### Source document
⟨

Abstinence: Still the Best Choice?

Carrie Nation on the war path for the Women’s Christian Temperance Union

As a person who has struggled with addiction to alcohol and drugs, I would be foolish to drink. But what about the Christian who has never had this problem? Is there anything wrong with what is considered social drinking? I believe there are at least five compelling reasons why abstinence should be the norm for all followers of Christ:

A. The cost to society. Nationwide one in four families is experiencing alcohol related problems. It is estimated that 20-25 percent of all hospital costs result directly from alcohol misuse and abuse. People without Christ drink mainly to fill a spiritual void that only Christ’s presence can fill. Therefore, Christians who do know Him ought to stand out in this fallen world by not being identified with this destructive spiritual counterfeit.

B.   The children. By the time they turn 14, 30 percent of boys and 22 percent of girls drink alcohol, many weekly or even daily. Alcohol-related trauma is the leading cause of death for those ages 1 to 19. There is a spiritual principle that what one generation excuses in moderation the next can excuse in excess. We must protect our children by setting the example of abstinence.

C.   The weaker brother. Paul wrote, “It is better not to eat meat or drink wine or to do anything else that will cause your brother to fall” (Romans 14:21, NIV). At a Christian drug rehab center where I was director for 1 0 years, our board, staff, and volunteers were expected to abstain from alcohol. Why? To set a good example to those who were struggling to recover from alcohol and drug addiction. We never wanted them to think, He’s a strong Christian; if it’s OK for him to do it, it must be OK for me to do it too.

D, The danger. If it were discovered today, ethanol (the active ingredient in beverage alcohol) would have to be tested by the FDA before it could be marketed to the consumer. It would likely be listed as a controlled substance, sold only by doctor’s prescription. In almost 15 years of working with alcoholics I have found only one common denominator-all started as social drinkers. No one plans to become an addict. No one can safely assume he or she is immune from the seductive and addictive nature of ethyl alcohol. This is especially true if one has a history of family alcoholism. Not drinking at all is the one guaranteed way to keep from becoming an alcoholic.

E.   Our enemy. We are in a life and death struggle for our souls. In 1 Peter we are admonished, “Be of sober spirit, be on the alert. Your adversary, the devil, prowls about like a roaring lion, seeking someone to devour” (1 Peter 5:8, NASB).   We have enough difficulty discerning Satan’s activities when we have a clear mind. But if our spiritual sensitivity is clouded by intoxicants, we are more open to his deception and control. No wonder we need to take Paul’s exhortation to heart: “Do not get drunk on wine, which leads to debauchery. Instead, be filled with the Spirit” (Ephesians 5:18, NIV).

⟩

### What to work on
Check each statement against the article on abstinence. Answer yes or no for each, and quote the article's words that decide it. 1. Alcohol-related trauma is the leading cause of death for people ages 1 to 19. 2. About half of all hospital costs come directly from alcohol misuse and abuse. 3. Some of the alcoholics the writer worked with never started as social drinkers.

(Collected data entries)
⟨

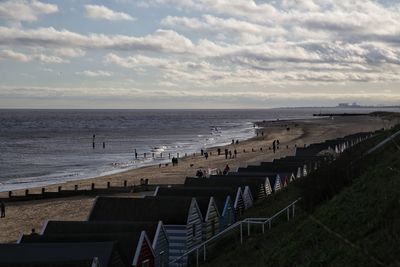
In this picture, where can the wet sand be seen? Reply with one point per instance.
(23, 216)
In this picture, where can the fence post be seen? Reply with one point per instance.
(288, 213)
(293, 210)
(197, 257)
(241, 233)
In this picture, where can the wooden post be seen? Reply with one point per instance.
(293, 210)
(241, 233)
(288, 213)
(197, 257)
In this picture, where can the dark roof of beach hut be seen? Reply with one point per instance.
(173, 211)
(202, 202)
(60, 254)
(99, 227)
(219, 194)
(254, 186)
(127, 242)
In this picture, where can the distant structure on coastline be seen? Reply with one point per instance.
(355, 105)
(348, 105)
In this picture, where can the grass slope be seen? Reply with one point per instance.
(360, 226)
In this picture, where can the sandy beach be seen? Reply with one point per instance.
(23, 216)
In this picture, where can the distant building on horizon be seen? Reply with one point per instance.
(347, 105)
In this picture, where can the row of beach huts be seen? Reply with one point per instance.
(156, 230)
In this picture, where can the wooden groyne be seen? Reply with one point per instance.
(92, 191)
(339, 114)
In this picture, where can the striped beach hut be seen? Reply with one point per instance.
(256, 184)
(181, 217)
(96, 254)
(269, 167)
(209, 212)
(243, 199)
(154, 230)
(135, 246)
(222, 197)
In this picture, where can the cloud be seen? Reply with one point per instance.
(102, 12)
(95, 73)
(21, 57)
(160, 41)
(23, 10)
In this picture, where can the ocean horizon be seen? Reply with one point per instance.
(40, 147)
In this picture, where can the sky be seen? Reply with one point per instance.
(198, 53)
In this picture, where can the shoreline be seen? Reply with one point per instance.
(154, 162)
(23, 216)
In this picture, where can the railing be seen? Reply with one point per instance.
(249, 221)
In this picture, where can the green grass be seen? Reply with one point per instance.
(359, 226)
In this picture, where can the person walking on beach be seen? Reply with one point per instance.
(3, 210)
(226, 170)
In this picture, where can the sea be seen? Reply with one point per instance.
(43, 147)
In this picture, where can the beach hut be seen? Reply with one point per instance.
(222, 197)
(256, 184)
(135, 246)
(242, 201)
(296, 168)
(181, 217)
(209, 212)
(269, 167)
(96, 254)
(154, 230)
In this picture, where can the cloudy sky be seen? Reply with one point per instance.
(198, 53)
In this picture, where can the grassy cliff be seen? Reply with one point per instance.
(354, 224)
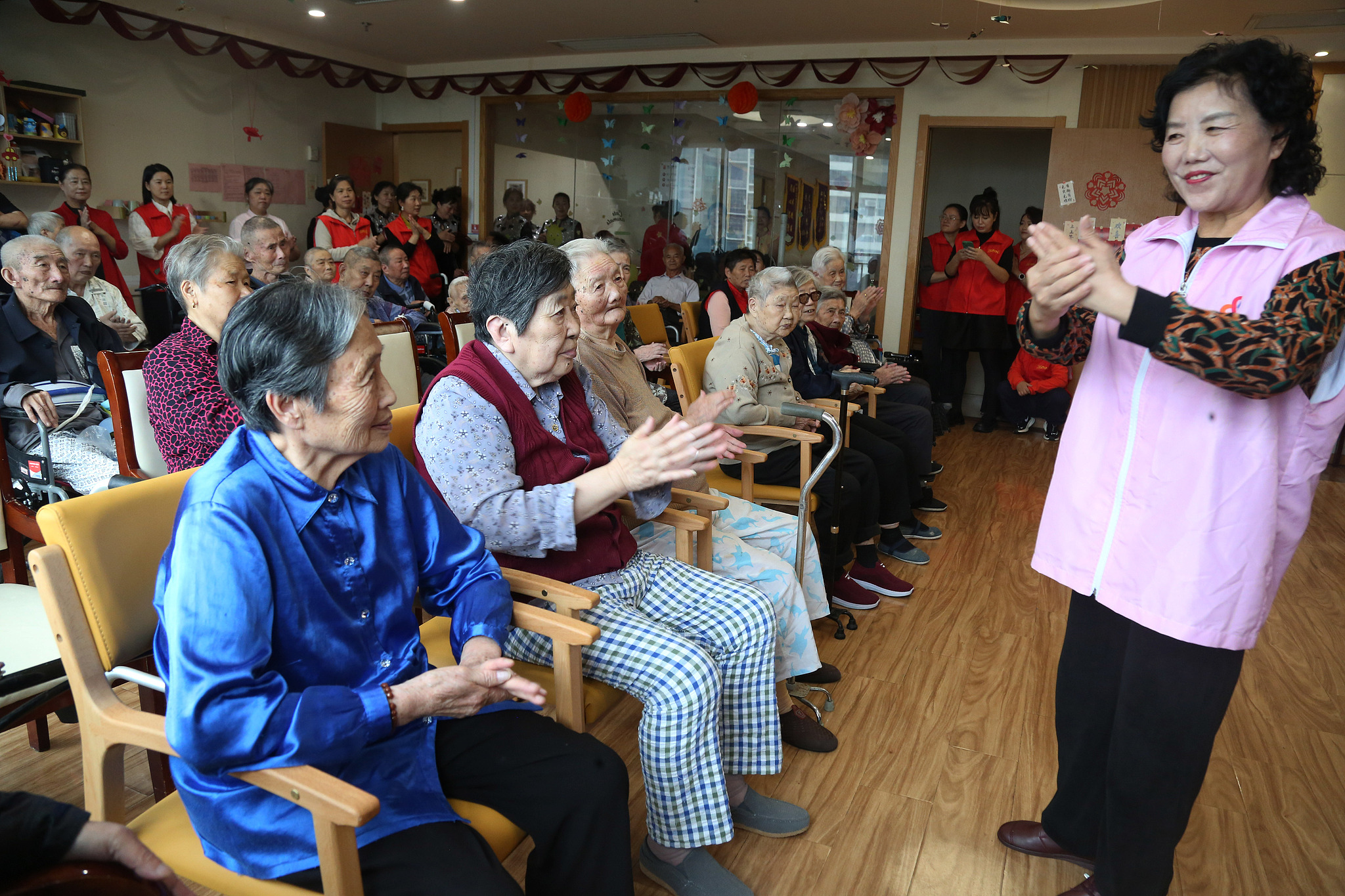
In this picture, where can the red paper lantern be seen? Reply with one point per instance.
(743, 97)
(579, 106)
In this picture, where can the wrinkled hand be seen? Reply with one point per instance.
(39, 408)
(105, 842)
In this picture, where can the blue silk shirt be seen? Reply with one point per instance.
(283, 609)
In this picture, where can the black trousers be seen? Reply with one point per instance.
(567, 790)
(1136, 720)
(1052, 406)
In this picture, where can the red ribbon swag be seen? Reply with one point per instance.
(896, 72)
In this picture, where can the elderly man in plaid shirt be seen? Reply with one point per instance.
(522, 450)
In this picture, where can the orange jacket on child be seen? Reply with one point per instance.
(1042, 377)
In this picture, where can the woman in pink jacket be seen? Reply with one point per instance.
(1202, 419)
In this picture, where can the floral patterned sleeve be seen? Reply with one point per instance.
(1285, 347)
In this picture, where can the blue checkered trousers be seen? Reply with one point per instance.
(698, 651)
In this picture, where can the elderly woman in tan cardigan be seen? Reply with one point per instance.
(752, 359)
(752, 544)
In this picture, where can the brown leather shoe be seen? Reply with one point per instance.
(1087, 888)
(1029, 837)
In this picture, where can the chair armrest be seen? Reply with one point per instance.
(782, 433)
(558, 593)
(553, 625)
(703, 501)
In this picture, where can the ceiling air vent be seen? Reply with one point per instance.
(1310, 19)
(642, 42)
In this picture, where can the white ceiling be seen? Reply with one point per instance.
(445, 33)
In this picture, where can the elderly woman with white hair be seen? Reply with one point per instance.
(752, 544)
(188, 409)
(523, 452)
(47, 335)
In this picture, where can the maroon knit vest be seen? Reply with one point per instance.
(603, 543)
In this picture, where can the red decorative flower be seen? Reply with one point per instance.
(1105, 191)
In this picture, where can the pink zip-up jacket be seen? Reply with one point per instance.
(1176, 501)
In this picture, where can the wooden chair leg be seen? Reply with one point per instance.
(39, 738)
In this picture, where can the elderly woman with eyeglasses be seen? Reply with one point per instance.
(188, 410)
(522, 449)
(752, 544)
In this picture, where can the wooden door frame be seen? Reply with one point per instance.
(920, 188)
(486, 171)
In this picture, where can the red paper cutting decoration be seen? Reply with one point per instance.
(579, 106)
(743, 97)
(1105, 191)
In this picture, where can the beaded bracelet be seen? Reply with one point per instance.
(391, 707)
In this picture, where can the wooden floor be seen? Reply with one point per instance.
(946, 730)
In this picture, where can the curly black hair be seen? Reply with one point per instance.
(1278, 82)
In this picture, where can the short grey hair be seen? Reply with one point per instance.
(513, 280)
(282, 340)
(767, 281)
(257, 223)
(194, 258)
(824, 255)
(45, 221)
(18, 250)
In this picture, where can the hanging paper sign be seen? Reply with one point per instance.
(806, 195)
(791, 209)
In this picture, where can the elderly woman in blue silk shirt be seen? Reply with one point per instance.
(288, 637)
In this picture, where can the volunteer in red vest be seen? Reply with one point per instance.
(77, 186)
(977, 299)
(935, 253)
(341, 226)
(156, 226)
(413, 234)
(1023, 261)
(516, 441)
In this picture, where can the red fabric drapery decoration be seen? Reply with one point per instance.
(896, 72)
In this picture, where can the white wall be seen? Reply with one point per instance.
(151, 102)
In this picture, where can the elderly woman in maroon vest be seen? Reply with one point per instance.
(522, 450)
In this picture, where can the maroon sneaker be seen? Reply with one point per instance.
(877, 578)
(849, 594)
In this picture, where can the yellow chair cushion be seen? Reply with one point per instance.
(599, 698)
(167, 830)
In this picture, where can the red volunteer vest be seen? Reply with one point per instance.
(935, 296)
(159, 223)
(974, 289)
(603, 543)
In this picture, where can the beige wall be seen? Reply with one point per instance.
(151, 102)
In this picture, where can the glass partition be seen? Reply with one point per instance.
(782, 179)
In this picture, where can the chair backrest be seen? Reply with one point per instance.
(458, 330)
(688, 364)
(114, 542)
(137, 453)
(400, 364)
(692, 320)
(649, 323)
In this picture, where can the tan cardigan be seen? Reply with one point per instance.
(759, 385)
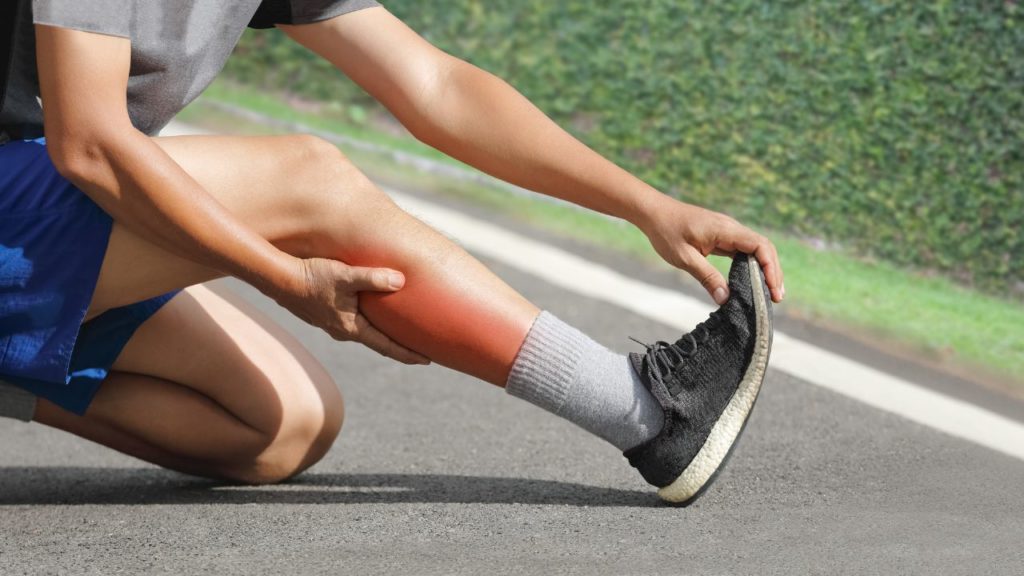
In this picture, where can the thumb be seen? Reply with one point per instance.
(375, 279)
(710, 278)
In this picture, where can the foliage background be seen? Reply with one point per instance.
(893, 128)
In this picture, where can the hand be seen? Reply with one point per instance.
(326, 294)
(684, 235)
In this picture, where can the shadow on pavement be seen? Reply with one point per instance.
(77, 486)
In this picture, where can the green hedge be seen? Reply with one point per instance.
(893, 127)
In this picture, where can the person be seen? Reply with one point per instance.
(109, 231)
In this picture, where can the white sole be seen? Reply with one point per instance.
(728, 426)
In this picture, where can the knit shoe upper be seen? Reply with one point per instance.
(707, 382)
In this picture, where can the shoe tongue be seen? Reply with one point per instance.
(636, 361)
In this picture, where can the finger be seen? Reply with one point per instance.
(382, 344)
(768, 258)
(710, 278)
(751, 242)
(374, 279)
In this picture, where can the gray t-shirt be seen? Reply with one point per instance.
(176, 48)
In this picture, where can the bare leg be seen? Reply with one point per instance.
(260, 409)
(305, 197)
(210, 386)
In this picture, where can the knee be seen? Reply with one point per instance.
(306, 435)
(333, 189)
(329, 170)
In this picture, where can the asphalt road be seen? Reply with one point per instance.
(436, 474)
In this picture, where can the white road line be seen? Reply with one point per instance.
(790, 355)
(795, 357)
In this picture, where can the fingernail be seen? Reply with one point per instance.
(394, 280)
(720, 295)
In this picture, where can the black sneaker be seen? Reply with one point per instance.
(707, 382)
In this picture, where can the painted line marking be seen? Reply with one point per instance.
(672, 309)
(790, 355)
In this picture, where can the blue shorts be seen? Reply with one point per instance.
(52, 242)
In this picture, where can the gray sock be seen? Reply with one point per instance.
(565, 372)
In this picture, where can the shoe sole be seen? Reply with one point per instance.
(716, 450)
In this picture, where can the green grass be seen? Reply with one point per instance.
(948, 325)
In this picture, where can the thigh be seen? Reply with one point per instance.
(210, 385)
(220, 346)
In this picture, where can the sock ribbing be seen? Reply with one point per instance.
(565, 372)
(547, 364)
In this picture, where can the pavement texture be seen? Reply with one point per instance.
(437, 474)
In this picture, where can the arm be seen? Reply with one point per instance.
(83, 81)
(479, 119)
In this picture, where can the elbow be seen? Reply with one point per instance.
(79, 157)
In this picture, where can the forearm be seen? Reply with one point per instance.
(518, 144)
(131, 178)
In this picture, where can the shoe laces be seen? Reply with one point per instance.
(664, 359)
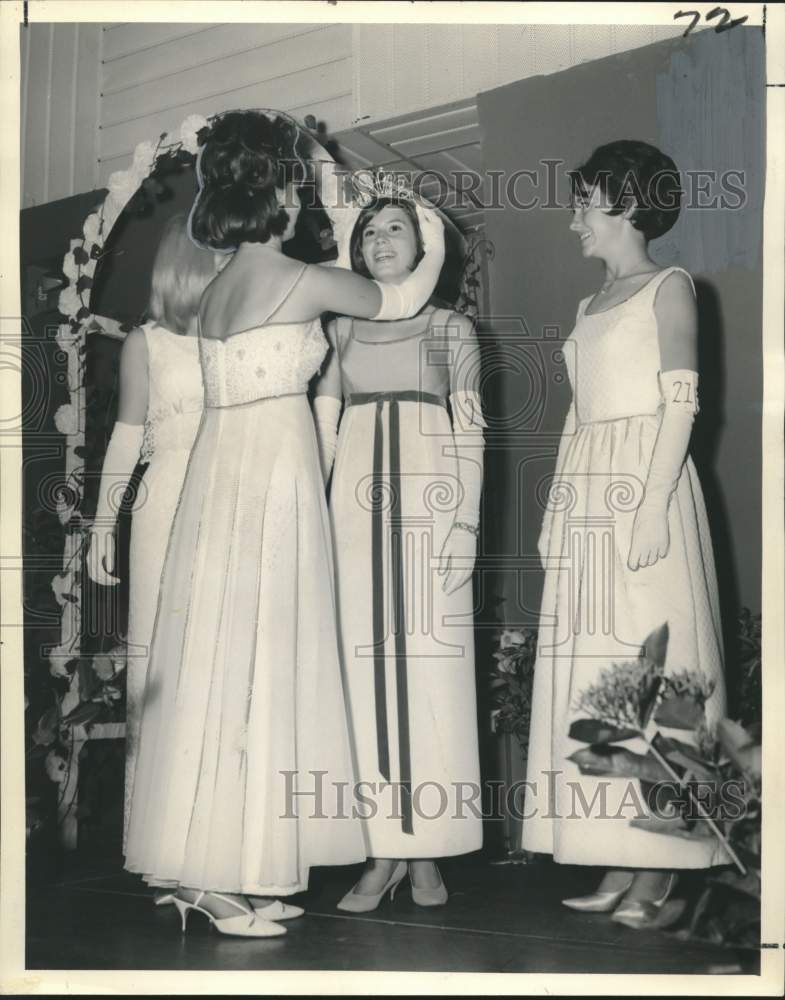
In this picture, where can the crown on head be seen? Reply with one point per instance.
(369, 185)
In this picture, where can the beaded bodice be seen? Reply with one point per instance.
(278, 359)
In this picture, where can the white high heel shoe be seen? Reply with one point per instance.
(355, 902)
(276, 910)
(245, 924)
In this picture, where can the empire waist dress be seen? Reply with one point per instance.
(243, 749)
(595, 610)
(407, 647)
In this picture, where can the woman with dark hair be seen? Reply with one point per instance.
(405, 509)
(244, 749)
(160, 406)
(625, 540)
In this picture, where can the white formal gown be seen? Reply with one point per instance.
(243, 750)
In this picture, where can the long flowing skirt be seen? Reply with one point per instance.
(596, 612)
(243, 748)
(407, 647)
(151, 526)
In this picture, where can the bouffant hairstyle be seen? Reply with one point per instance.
(245, 156)
(629, 172)
(181, 272)
(369, 213)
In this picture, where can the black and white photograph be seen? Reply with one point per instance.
(392, 498)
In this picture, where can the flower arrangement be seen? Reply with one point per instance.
(511, 683)
(630, 701)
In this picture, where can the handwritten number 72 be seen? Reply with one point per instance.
(725, 24)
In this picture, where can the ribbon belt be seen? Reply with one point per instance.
(398, 598)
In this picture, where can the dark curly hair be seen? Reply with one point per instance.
(631, 172)
(370, 212)
(245, 156)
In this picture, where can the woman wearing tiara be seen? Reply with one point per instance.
(244, 711)
(159, 410)
(623, 461)
(405, 509)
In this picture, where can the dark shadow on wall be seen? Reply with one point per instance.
(707, 433)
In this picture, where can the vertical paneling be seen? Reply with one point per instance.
(86, 108)
(36, 125)
(460, 61)
(61, 129)
(59, 96)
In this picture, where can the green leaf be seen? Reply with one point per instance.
(596, 731)
(679, 712)
(686, 756)
(83, 714)
(655, 646)
(601, 759)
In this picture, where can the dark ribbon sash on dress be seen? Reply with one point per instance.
(398, 597)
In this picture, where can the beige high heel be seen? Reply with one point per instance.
(430, 897)
(245, 924)
(642, 913)
(598, 902)
(355, 902)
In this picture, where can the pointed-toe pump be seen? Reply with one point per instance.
(642, 913)
(437, 896)
(597, 902)
(354, 902)
(245, 924)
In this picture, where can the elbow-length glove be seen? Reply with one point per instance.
(650, 535)
(459, 552)
(122, 454)
(326, 411)
(407, 298)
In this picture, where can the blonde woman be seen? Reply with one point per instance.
(160, 407)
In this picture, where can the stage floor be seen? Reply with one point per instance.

⟩

### Result of the task
1. Yes: "Alcohol-related trauma is the leading cause of death for those ages 1 to 19."
2. No: "It is estimated that 20-25 percent of all hospital costs result directly from alcohol misuse and abuse."
3. No: "I have found only one common denominator-all started as social drinkers."